- _WRITTEN EXERCISE 1_
According to the report on the Eagles defense, where did Bill Davis stand when he promised improvement?

- _EXTRACT PROVIDED_
## begin

After the Eagles lost their third straight game, and Bill Davis' defense was slaughtered by the Broncos (join the club!), the coordinator stood at the podium at the NovaCare Complex and promised improvement.
"The fundamentals, the techniques, the understanding, the players playing with each other, it is moving forward," Davis said. "The results did not show in that game obviously, so I'm asking you to trust me even though there are not the results. ... It will turn. It will turn."
As far as guarantees go, it wasn't quite up there with Joe Namath's assurance, but like Broadway Joe, Davis has delivered upon his pledge. No one is saying the defense is great, or even good, but it's better.
The unit has improved across the board. In the last five games, the Eagles are allowing fewer points (18.6 a game to 34.5) and less yards (397.4 to 446.8), even with the garbage yards the Raiders accumulated. They're better on third down (37 percent conversion rate to 44.2), have forced more turnovers (10 to 5), and have held opposing quarterbacks to a lower completion percentage (55.7 to 70.2).
The quality of the quarterbacks pre- and post-Davis' promise has had something to do with the decrease in accuracy, but the drop is still striking.
On the ground, the Eagles have become one of the more stout units in the league. The numbers don't quite show it because Oakland picked up 210 yards rushing on Sunday -- mostly on Terrelle Pryor scrambles and when the Birds went with a prevent defense -- but the production up front has been consistently solid.

## end

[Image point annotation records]
## begin

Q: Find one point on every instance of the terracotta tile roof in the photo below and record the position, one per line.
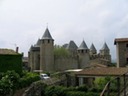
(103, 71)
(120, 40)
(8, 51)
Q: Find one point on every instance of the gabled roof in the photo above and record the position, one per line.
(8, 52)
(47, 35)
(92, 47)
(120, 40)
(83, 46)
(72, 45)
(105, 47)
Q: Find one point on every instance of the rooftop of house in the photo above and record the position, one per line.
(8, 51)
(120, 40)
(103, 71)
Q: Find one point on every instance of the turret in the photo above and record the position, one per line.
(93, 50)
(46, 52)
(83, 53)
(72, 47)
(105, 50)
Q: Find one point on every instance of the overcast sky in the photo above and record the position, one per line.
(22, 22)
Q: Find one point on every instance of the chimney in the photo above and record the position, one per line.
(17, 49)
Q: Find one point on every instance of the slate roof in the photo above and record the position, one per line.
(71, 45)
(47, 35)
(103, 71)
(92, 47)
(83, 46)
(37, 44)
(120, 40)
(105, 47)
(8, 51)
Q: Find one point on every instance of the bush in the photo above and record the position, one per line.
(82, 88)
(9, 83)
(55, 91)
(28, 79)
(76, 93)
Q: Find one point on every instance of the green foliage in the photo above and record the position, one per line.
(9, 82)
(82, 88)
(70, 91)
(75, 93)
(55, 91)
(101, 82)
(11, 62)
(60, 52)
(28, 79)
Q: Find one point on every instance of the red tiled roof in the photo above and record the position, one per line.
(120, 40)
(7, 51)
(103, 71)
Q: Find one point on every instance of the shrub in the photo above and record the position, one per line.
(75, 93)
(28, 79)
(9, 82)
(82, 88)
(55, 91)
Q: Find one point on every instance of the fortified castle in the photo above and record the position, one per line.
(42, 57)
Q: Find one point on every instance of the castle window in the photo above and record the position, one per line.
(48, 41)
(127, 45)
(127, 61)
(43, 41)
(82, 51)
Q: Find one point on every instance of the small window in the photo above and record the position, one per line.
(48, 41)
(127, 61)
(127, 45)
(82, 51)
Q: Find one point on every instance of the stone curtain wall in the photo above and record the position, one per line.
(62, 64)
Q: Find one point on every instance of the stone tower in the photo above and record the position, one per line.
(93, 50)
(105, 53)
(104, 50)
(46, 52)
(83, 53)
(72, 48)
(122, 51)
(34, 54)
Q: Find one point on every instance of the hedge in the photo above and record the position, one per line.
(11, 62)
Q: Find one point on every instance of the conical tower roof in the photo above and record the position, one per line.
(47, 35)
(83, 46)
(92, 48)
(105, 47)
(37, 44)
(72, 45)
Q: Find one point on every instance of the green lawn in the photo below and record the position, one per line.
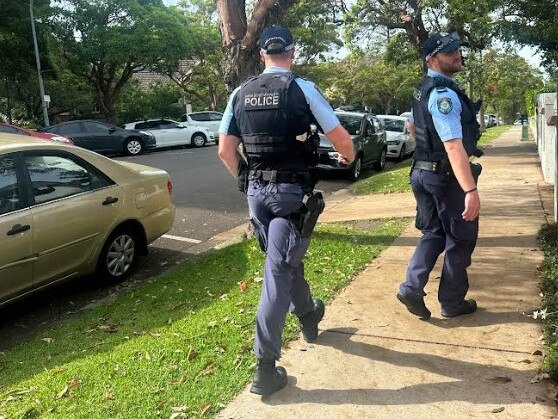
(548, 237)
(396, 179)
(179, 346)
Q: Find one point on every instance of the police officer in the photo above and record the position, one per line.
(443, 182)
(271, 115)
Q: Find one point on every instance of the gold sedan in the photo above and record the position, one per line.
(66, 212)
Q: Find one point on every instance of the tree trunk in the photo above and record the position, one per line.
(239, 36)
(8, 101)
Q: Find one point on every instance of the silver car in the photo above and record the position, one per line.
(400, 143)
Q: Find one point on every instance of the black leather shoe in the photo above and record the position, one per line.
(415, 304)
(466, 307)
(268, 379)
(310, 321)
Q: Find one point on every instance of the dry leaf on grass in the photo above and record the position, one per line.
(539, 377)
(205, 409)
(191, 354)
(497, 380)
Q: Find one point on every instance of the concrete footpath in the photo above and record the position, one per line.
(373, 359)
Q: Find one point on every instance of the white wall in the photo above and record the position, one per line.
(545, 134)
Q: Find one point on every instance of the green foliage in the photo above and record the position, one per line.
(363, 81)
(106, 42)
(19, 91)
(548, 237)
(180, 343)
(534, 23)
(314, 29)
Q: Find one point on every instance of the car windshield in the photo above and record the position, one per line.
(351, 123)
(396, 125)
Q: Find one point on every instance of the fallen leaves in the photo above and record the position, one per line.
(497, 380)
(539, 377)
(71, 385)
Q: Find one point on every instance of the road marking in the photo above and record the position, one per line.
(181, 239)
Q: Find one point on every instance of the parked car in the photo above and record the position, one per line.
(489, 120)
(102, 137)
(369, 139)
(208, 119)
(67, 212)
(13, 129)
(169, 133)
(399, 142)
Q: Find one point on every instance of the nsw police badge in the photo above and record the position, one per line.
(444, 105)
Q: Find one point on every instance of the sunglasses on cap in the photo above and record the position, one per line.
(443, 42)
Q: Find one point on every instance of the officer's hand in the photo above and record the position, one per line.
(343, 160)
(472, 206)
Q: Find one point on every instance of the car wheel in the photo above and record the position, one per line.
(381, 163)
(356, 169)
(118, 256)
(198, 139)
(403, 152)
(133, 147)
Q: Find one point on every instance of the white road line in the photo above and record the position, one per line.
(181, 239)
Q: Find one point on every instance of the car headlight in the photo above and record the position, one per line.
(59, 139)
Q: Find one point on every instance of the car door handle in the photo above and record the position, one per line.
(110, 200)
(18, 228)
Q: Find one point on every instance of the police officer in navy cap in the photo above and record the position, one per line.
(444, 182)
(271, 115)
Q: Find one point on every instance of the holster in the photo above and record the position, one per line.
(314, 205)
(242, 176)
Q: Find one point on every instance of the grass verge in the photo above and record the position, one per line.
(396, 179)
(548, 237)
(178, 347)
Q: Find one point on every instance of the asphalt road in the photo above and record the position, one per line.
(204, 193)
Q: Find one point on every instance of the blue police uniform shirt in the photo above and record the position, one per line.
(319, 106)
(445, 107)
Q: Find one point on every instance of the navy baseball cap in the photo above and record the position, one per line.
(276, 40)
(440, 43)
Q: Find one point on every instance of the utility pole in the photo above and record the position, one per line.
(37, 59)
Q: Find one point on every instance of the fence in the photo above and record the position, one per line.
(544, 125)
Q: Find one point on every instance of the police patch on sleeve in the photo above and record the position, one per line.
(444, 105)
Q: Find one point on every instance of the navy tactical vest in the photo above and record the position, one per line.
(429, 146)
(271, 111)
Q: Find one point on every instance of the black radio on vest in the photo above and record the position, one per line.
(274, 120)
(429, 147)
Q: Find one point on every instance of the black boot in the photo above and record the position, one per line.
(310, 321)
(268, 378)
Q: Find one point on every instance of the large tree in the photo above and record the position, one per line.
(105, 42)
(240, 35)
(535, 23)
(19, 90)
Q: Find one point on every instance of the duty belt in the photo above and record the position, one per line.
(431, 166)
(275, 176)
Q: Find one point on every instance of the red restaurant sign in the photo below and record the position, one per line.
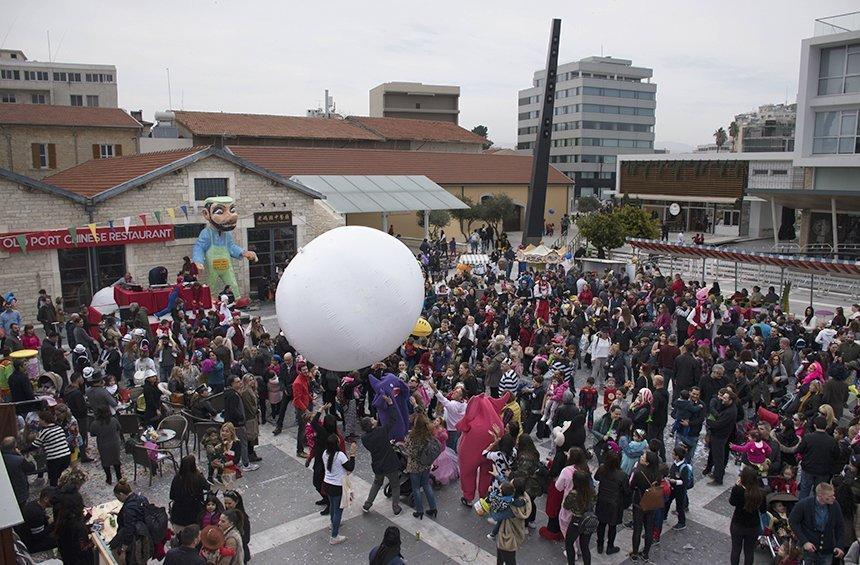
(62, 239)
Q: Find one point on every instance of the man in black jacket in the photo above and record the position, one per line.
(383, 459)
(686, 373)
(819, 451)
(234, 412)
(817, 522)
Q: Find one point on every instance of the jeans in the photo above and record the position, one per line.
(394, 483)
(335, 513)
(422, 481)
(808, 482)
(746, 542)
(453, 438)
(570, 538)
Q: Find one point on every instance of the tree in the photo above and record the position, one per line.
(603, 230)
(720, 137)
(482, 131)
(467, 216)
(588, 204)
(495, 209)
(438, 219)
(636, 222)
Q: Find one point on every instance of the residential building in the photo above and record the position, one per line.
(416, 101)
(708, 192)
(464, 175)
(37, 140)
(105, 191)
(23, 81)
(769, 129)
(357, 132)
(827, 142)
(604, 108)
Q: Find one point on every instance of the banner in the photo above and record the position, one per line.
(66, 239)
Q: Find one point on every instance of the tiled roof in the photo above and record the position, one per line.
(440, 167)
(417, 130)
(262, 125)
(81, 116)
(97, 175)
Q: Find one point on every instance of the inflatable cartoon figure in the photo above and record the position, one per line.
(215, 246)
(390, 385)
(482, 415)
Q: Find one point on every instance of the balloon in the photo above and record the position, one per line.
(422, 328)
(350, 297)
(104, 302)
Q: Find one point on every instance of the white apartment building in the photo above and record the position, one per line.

## end

- _WRITTEN EXERCISE 2_
Put the records from the line containing "Q: Find one point on every instance of the inflatable" through the end of the records into a numbered list, omitting blank lines.

- _CORRECT OUTPUT 1_
At the podium at the NovaCare Complex.

- _CORRECT OUTPUT 2_
1. Q: Find one point on every instance of the inflatable cartoon figure in the photo above and record the position, one per line.
2. (215, 246)
3. (390, 385)
4. (482, 415)
5. Q: Find one point on every instance of the balloon in the photo above and record the position, one per line.
6. (422, 328)
7. (350, 297)
8. (104, 302)
9. Q: Find one point on every instance of the white apartment building in the photo above and record the position, one per line.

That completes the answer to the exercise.